:: ZU ERLEDIGENDE AUFGABEN ::
• 1. Kannst du den Auszug über die deutsche Sprache vollständig und Wort für Wort wiedergeben?
• 2. Würdest du in den Datensätze alles vom Anfang bis einschließlich der Zeile mit "[[[291,170],[288,0],[0,4],[0,170]]]" in eine zweispaltige CSV mit den Spalten "anfrage" und "ziel" umschreiben, mit einer Zeile pro Anfrage für ihren Text und ihre Antwort, jedes Feld in Anführungszeichen und Zeilenumbrüche als Leerzeichen? Lass die Bilder dabei weg.

Faktisch, nämlich vermittelst der Einheit von Thron und Altar, wurde das Deutsche auf diese Weise schon mit der Bibelübersetzung zur "Staatsangelegenheit", auch wenn der Reformator weit davon entfernt war, die Sorge um die deutsche Sprache den politischen Machthabern zu übertragen. Auch Leibniz, der den Sprachschützern der "Fruchtbringenden Gesellschaft" keineswegs nahestand, erstrebte keine politische Kuratel über den Sprachgebrauch.

Seine "Ermahnung an die Deutschen, ihren Verstand und ihre Sprache besser zu üben", erging dagegen explizit an die Wissenschaft, die Universitäten, Sozietäten und Akademien. Dass es dann tatsächlich noch einmal fast zweihundert Jahre dauern sollte, bis sich das Deutsch auch als Wissenschaftssprache Geltung verschaffen konnte, erhellt allein daraus, dass Leibniz' Schrift, niedergeschrieben 1683, erst 1846 erstmals gedruckt wurde.

:: UNBEARBEITETE DATENSÄTZE ::
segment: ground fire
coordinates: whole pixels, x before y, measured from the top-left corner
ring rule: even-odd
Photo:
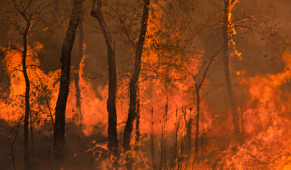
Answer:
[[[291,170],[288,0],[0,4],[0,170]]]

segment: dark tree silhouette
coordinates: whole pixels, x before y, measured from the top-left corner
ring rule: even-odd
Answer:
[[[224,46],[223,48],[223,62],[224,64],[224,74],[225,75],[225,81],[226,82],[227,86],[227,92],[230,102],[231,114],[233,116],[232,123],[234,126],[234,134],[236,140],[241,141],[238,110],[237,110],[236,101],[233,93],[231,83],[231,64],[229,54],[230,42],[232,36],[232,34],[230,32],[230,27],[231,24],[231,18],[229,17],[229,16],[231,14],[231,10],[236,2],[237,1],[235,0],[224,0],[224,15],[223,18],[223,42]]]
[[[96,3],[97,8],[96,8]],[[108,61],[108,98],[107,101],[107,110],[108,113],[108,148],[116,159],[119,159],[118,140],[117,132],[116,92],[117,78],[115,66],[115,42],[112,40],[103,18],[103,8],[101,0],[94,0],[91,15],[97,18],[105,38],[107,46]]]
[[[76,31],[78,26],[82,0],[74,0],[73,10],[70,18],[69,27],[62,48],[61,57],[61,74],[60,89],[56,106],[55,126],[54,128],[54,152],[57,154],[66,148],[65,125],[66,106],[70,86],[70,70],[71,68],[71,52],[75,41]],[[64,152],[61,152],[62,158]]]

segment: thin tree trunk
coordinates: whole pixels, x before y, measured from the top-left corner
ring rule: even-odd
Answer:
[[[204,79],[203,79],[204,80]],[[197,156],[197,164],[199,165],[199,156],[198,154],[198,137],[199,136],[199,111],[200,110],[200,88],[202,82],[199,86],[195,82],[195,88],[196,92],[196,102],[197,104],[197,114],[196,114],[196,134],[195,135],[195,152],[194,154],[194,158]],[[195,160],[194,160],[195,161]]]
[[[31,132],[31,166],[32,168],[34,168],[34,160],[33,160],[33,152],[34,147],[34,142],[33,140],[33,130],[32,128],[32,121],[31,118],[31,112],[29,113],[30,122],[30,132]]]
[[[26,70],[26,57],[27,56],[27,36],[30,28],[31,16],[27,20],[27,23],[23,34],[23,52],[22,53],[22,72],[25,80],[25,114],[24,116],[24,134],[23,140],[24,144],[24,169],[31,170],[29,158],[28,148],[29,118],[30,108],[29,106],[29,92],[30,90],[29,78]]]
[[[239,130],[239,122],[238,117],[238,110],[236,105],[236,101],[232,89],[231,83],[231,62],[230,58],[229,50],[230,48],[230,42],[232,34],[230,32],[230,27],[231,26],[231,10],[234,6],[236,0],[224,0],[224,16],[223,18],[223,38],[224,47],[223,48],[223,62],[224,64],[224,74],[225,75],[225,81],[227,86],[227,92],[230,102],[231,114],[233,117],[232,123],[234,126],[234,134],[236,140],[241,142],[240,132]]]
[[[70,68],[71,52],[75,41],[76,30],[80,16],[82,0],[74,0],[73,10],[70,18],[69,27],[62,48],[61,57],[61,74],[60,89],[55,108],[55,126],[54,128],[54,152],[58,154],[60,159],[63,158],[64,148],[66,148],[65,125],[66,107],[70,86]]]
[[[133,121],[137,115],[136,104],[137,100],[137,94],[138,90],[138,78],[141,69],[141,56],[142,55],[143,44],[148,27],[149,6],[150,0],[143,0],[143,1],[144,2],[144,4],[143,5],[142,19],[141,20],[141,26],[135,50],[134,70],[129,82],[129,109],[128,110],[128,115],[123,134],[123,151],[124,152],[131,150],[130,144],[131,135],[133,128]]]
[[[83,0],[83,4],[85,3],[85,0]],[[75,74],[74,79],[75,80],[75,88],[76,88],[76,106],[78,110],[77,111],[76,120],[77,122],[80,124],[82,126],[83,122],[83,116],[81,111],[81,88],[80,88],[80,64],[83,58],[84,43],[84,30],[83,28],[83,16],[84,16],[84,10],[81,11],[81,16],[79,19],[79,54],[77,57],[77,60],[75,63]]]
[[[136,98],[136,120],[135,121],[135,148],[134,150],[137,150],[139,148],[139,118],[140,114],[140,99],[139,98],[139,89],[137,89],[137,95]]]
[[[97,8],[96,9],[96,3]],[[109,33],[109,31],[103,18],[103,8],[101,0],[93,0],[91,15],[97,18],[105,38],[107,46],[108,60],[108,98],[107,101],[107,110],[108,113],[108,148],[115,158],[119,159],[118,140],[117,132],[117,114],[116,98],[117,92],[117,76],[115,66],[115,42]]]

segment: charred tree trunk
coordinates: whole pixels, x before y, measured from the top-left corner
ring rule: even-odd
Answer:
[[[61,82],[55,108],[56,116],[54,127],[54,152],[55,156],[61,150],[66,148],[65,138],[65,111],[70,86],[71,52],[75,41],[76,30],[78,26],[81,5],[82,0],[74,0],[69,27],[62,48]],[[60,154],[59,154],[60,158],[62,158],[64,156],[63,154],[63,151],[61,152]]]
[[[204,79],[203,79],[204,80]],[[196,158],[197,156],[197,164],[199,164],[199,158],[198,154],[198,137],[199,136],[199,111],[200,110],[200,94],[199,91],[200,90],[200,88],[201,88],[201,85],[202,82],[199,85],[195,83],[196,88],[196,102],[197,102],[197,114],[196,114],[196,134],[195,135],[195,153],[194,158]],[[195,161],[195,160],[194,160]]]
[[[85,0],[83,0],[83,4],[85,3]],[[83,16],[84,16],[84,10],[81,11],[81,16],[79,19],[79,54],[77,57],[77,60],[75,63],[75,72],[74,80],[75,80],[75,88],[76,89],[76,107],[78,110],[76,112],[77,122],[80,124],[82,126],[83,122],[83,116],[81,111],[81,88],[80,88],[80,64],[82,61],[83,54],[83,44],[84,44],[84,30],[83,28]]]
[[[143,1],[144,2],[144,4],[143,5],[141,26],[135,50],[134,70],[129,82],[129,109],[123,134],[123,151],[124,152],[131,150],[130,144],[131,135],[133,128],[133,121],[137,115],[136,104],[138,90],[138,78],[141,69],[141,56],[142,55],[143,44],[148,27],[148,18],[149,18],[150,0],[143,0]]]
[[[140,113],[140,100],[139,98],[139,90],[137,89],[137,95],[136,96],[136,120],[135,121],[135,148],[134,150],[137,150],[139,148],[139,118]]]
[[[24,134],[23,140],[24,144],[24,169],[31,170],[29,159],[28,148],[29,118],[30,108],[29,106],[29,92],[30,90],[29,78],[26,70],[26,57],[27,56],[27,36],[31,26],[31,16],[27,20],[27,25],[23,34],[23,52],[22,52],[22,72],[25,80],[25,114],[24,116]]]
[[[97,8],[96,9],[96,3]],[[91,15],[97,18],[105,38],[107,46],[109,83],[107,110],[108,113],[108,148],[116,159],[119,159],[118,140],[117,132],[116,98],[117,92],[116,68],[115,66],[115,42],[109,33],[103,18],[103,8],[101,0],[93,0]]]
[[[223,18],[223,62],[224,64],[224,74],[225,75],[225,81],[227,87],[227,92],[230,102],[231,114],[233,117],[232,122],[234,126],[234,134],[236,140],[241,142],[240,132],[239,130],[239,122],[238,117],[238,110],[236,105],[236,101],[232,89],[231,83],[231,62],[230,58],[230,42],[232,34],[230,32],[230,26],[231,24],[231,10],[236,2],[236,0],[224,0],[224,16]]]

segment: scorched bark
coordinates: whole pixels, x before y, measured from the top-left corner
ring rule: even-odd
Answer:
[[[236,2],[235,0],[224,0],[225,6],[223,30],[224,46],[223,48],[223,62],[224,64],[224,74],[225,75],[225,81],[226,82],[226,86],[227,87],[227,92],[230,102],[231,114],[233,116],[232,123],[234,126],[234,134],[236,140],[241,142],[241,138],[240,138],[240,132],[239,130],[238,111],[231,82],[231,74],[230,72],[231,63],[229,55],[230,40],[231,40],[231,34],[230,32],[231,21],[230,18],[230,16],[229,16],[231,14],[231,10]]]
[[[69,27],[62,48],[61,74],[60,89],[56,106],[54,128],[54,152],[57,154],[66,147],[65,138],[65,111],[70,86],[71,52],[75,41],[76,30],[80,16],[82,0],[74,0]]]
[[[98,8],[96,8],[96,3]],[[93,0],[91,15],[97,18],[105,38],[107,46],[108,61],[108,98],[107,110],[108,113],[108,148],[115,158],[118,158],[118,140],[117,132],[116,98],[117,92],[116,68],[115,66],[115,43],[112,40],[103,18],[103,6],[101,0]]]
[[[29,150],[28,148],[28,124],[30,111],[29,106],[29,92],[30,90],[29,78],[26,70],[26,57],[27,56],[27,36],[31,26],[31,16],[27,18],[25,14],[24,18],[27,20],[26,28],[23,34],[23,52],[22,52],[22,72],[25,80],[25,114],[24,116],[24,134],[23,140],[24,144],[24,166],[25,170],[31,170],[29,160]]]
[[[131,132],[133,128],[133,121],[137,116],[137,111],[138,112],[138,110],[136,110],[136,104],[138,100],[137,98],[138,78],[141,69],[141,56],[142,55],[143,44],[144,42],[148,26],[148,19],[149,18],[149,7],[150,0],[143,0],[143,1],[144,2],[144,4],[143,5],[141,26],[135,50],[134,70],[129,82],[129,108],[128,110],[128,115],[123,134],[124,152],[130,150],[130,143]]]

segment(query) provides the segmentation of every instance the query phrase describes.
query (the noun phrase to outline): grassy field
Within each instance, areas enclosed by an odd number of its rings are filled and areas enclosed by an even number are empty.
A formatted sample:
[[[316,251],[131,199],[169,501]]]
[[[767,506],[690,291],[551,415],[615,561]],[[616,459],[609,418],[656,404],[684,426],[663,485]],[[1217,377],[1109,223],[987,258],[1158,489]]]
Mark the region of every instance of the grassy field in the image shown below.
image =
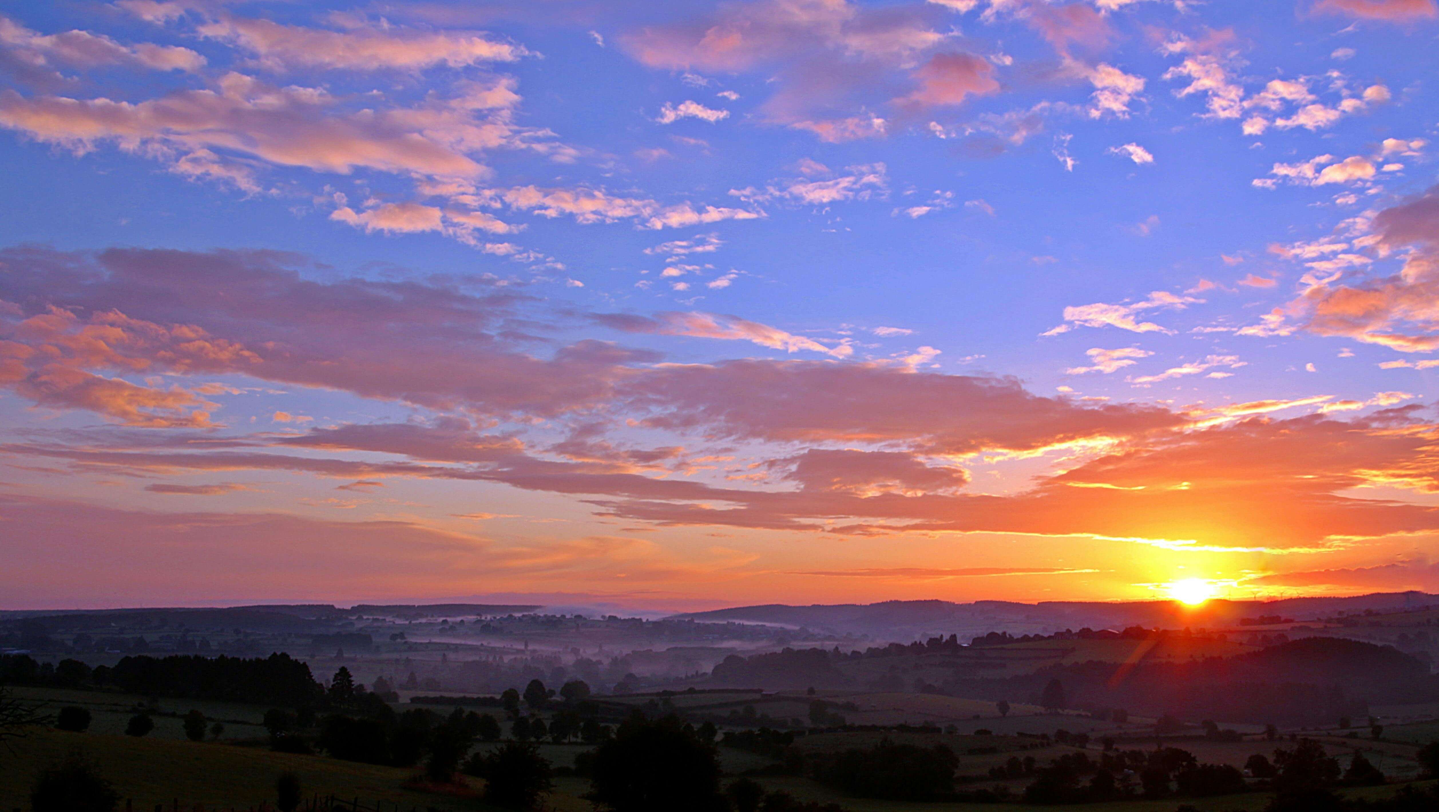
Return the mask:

:: GESAMMELTE ANTWORTEN ::
• 1.
Faktisch, nämlich vermittelst der Einheit von Thron und Altar, wurde das Deutsche auf diese Weise schon mit der Bibelübersetzung zur "Staatsangelegenheit", auch wenn der Reformator weit davon entfernt war, die Sorge um die deutsche Sprache den politischen Machthabern zu übertragen. Auch Leibniz, der den Sprachschützern der "Fruchtbringenden Gesellschaft" keineswegs nahestand, erstrebte keine politische Kuratel über den Sprachgebrauch.

Seine "Ermahnung an die Deutschen, ihren Verstand und ihre Sprache besser zu üben", erging dagegen explizit an die Wissenschaft, die Universitäten, Sozietäten und Akademien. Dass es dann tatsächlich noch einmal fast zweihundert Jahre dauern sollte, bis sich das Deutsch auch als Wissenschaftssprache Geltung verschaffen konnte, erhellt allein daraus, dass Leibniz' Schrift, niedergeschrieben 1683, erst 1846 erstmals gedruckt wurde.

• 2.
anfrage,ziel
"segment: ground fire coordinates: whole pixels, x before y, measured from the top-left corner ring rule: even-odd Photo: Answer:","[[[291,170],[288,0],[0,4],[0,170]]]"